On E.P. Thompson's Legacy
— Sheila Cohen
THIRTY PAGES INTO my re-reading of The Making of the English Working Class, it dawned on me why Thompson’s masterpiece is so loved: it celebrates (almost entirely) the movement aspect of the institution/movement dialectic, the direct dynamic of working-class democracy as opposed to the formalised “representative” antics of the powers-that-be.
Yet this masterpiece opens with a highly contentious pair of statements: “The working class…was present at its own making;” and “I do not see class as a ‘structure’…but as something which…happens…in human relationships.” (9)
This appears to leave class without, so to speak, any material substance. Yet Thompson’s unprecedented emphasis on the subjective experience of the newly forming working class also allows for what is perhaps the book’s most valuable quality — its focus on self-activity and self-organisation “among the common people.” (22)
These early forms of working-class organizing might seem unworthy of the “condescension of history” were they not indicative of a raw democratic accountability still characteristic of inexperienced workers caught up in struggle. The “Wesleyan tendency” within Methodism, for example, was notable for its emphasis on grassroots participation; a “continuous thread of communitarian ideas” was associated with other Dissenting sects such as the Quakers. 47)

##############################

Tasks:
a: From the essay on E.P. Thompson's legacy, write out the passage between "On E.P. Thompson's" and "of the powers-that-be.", inclusive.
b: Continue the essay on E.P. Thompson's legacy from its last sentence.

##############################

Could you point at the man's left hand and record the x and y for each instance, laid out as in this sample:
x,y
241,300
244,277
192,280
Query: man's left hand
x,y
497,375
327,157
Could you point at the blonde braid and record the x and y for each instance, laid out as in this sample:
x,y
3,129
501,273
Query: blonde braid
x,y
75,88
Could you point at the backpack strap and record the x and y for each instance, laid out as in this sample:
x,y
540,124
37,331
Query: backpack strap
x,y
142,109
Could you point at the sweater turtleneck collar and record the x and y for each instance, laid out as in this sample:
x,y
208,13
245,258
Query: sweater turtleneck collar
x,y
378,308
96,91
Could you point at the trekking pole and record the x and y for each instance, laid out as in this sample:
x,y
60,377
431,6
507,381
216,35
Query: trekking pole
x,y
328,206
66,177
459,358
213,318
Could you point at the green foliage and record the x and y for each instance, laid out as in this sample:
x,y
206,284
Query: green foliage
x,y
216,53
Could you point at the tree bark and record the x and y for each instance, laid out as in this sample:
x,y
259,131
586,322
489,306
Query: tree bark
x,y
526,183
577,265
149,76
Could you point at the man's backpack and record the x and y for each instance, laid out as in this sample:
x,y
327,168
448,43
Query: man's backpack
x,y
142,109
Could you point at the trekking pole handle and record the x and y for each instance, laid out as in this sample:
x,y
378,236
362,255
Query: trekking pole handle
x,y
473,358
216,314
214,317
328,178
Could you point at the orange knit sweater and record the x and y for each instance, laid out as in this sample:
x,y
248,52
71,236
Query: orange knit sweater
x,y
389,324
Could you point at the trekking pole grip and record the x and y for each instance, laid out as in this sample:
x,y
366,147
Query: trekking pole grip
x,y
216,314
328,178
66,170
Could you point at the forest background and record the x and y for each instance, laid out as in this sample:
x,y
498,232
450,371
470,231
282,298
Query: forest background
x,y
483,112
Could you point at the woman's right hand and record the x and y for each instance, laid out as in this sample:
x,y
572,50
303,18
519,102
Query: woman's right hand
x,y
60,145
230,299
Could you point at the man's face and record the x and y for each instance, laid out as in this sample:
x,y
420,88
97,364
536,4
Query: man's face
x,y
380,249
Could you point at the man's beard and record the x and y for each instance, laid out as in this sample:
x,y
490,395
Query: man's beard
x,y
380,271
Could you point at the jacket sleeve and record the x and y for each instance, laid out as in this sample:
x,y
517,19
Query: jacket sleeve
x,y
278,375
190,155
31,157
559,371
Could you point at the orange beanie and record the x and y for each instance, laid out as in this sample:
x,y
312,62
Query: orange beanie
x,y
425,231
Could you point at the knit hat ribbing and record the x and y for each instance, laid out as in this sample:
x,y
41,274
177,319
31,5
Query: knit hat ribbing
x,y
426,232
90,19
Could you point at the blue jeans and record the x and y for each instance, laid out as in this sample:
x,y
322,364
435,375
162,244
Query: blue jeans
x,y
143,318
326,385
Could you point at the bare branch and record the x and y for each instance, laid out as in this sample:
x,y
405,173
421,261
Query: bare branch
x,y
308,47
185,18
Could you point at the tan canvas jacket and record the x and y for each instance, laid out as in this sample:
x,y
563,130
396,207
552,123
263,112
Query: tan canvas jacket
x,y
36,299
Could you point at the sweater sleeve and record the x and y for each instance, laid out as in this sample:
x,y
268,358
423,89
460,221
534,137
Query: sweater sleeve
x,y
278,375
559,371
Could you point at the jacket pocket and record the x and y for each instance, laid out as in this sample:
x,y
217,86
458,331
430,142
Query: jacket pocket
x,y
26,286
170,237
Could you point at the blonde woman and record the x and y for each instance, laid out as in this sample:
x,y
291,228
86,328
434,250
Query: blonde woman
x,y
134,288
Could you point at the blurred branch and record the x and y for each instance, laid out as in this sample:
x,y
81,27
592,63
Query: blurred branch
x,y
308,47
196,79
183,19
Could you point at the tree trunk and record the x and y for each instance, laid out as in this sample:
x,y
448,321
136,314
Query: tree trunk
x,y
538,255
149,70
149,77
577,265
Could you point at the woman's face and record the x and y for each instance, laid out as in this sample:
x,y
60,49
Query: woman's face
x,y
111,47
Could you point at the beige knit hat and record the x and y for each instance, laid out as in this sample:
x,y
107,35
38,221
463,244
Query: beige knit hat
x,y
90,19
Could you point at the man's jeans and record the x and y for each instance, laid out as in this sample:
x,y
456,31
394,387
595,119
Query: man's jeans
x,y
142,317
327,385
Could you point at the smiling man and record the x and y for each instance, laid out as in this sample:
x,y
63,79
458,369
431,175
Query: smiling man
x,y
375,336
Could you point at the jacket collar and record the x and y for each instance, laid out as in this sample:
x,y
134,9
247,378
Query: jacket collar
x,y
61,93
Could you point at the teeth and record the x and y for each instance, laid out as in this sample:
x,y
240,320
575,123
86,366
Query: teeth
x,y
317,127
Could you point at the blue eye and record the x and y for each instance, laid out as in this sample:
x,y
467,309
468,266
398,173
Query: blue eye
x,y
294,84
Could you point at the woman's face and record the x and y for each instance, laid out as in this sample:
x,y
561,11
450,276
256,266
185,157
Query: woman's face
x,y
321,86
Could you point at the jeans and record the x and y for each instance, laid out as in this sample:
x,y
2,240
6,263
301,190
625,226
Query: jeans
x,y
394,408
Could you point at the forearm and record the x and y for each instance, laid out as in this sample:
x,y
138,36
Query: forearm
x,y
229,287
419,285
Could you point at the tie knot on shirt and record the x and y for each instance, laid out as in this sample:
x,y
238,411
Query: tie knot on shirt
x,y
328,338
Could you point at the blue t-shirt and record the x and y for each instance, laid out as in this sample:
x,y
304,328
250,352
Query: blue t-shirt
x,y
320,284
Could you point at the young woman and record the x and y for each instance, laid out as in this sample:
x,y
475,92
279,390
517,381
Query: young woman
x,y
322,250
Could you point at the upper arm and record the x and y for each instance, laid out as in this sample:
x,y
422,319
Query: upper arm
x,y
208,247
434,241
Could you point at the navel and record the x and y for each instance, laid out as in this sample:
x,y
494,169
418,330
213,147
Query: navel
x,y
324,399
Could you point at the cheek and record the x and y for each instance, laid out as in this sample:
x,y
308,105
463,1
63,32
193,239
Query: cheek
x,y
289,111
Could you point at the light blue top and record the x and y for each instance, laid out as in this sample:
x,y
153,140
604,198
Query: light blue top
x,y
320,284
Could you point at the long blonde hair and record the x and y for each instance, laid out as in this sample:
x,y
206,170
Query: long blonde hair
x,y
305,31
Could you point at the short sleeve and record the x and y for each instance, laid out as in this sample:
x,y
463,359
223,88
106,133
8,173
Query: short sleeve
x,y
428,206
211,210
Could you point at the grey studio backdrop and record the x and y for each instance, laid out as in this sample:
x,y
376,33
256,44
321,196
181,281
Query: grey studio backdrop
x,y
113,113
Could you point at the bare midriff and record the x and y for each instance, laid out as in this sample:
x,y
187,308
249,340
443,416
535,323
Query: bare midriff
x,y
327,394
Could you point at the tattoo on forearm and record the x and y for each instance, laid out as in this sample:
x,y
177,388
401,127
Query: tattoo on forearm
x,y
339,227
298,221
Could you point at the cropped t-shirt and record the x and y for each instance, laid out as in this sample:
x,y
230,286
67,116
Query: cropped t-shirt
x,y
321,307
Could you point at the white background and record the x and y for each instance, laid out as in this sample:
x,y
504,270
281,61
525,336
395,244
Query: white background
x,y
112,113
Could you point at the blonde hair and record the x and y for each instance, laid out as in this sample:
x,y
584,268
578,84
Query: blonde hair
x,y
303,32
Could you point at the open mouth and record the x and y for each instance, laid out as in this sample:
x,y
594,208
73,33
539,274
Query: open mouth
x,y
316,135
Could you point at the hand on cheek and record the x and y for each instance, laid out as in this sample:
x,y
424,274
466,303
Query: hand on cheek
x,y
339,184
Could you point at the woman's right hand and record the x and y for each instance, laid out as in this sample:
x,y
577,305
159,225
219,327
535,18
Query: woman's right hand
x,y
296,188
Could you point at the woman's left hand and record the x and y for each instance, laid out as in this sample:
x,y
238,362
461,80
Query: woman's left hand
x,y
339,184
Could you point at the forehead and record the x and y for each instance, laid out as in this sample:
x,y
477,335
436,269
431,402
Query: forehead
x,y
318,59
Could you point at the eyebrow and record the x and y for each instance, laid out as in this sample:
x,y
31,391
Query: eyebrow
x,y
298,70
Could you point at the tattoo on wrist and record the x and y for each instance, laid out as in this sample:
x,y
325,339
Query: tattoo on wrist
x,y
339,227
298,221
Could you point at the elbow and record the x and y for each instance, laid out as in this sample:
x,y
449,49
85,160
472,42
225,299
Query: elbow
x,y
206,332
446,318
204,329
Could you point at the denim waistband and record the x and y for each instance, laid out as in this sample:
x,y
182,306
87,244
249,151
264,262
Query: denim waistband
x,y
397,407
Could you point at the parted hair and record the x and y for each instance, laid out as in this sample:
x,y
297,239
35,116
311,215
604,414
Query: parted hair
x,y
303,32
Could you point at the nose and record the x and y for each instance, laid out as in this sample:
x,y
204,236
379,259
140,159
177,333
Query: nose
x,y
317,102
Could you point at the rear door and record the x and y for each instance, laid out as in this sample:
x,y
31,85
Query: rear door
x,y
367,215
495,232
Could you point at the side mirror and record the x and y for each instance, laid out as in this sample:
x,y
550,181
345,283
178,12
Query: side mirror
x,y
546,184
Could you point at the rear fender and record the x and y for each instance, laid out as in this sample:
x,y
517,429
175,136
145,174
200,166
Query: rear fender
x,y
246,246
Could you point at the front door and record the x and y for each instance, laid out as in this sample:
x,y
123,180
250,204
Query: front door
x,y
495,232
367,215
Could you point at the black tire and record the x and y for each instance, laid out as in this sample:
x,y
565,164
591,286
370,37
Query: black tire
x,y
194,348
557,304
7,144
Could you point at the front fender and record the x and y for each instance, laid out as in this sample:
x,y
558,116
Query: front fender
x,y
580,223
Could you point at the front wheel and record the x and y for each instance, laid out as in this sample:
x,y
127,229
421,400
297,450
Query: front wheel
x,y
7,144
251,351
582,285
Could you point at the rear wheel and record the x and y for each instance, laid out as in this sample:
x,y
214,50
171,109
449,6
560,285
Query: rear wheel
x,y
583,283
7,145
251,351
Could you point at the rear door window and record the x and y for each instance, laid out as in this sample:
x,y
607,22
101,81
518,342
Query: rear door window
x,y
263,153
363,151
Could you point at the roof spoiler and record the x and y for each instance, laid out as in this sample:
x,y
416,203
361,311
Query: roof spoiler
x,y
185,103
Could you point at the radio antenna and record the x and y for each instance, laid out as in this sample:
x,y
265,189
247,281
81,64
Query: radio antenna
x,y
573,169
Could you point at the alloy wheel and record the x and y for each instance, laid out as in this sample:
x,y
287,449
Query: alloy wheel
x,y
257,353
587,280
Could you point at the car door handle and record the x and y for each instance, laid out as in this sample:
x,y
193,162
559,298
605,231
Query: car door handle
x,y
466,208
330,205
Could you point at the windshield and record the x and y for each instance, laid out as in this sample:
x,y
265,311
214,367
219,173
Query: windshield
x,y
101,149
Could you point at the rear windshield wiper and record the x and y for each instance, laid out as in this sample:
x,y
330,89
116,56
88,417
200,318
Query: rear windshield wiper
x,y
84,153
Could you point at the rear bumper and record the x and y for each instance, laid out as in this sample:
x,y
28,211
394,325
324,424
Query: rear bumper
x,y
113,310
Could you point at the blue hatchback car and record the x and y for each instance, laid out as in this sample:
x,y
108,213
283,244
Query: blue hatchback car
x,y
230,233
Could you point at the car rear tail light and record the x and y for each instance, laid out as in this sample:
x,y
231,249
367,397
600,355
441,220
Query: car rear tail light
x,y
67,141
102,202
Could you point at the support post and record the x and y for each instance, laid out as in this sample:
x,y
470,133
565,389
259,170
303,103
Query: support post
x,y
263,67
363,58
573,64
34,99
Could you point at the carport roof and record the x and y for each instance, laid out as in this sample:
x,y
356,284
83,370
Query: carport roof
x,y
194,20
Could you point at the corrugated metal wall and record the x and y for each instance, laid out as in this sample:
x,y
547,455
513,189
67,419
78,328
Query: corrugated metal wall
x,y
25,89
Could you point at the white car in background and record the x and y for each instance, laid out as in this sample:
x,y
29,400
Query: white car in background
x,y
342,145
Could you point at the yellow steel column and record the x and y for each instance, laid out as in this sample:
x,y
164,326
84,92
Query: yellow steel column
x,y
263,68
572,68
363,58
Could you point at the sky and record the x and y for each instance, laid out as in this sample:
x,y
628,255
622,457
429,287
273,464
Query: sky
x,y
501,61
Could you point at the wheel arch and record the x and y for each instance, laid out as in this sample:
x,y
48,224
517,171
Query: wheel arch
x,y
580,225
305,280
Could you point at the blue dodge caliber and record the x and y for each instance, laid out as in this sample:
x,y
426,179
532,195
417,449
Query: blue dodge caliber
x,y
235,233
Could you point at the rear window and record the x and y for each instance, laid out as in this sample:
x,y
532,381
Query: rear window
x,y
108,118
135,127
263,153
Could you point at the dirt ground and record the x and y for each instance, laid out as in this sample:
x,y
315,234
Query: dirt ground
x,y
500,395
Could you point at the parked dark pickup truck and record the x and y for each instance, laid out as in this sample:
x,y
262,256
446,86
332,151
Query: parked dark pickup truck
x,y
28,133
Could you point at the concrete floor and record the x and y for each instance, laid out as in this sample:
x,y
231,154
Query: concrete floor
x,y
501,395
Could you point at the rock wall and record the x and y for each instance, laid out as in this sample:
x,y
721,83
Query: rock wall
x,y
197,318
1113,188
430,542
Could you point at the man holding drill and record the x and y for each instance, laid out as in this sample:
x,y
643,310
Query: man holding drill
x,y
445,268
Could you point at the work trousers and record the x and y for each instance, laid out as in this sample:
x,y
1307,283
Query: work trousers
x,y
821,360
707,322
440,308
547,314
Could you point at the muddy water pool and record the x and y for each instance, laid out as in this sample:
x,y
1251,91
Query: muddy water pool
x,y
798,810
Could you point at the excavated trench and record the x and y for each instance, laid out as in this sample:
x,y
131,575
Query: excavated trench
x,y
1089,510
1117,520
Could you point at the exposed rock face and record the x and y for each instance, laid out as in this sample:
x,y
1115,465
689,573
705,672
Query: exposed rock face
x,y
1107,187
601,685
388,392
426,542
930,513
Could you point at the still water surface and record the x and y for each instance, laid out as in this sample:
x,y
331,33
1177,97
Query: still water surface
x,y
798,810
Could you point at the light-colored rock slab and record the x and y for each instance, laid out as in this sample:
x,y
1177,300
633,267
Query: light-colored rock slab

##############################

Final answers:
a:
On E.P. Thompson's Legacy
— Sheila Cohen
THIRTY PAGES INTO my re-reading of The Making of the English Working Class, it dawned on me why Thompson’s masterpiece is so loved: it celebrates (almost entirely) the movement aspect of the institution/movement dialectic, the direct dynamic of working-class democracy as opposed to the formalised “representative” antics of the powers-that-be.

b:
Yet religion was not the only influence on such “communitarianism;” by the last decade of the 18th century, rioting masses were influenced by “the Jacobin consciousness of a minority.” As Thompson comments, “this was a transitional mob, on its way to becoming a self-conscious Radical crowd.”’ (65, 69)
Toward Direct Democracy
In the formative period of 1770 to 1790, “the rhetoric of constitutionalism contributed to its own destruction…” by shedding light on the glaring “workings of faction and interest in the unreformed House of Commons.” (88) Meanwhile, the giant shadow of the French Revolution could not but contribute to an increased awareness of the shortcomings of bourgeois “democracy.”
Such awareness was magnified by the fire and inspiration of writers like Thomas Paine, whose astounding prescience is rightly celebrated here. By the early 1790s, when “war fever raged,” a “sea-change in the attitudes of the inarticulate” could be observed, demonstrated in organizations like the Norwich Revolution Society which included in their constitutions and actions a conscious adherence to direct democracy.
As Thompson recounts, “Even the chance use, in a letter, of the words ‘our leaders’ led to a democratical hue-and-cry…” (138) Not surprisingly, those participating in such grassroots organising were seen by the powers-that-be as “very violent and…ready to adopt every thing tending [to] Confusion & Anarchy’. John Thelwall, one of the two “considerable theorists” of the insurgency, “took Jacobinism to the borders of Socialism; he also took it to the borders of revolutionism.” (160).
This wave of dissent had ebbed by the end of the 1790s; yet it left in its wake two sections of the radical London Corresponding Society, “one attempting a quasi-legal existence…the other committed to illegal organisation.” Part of this illegality consisted of “couriers pass[ing] regularly on illicit trade union business between all parts of Britain.” (167)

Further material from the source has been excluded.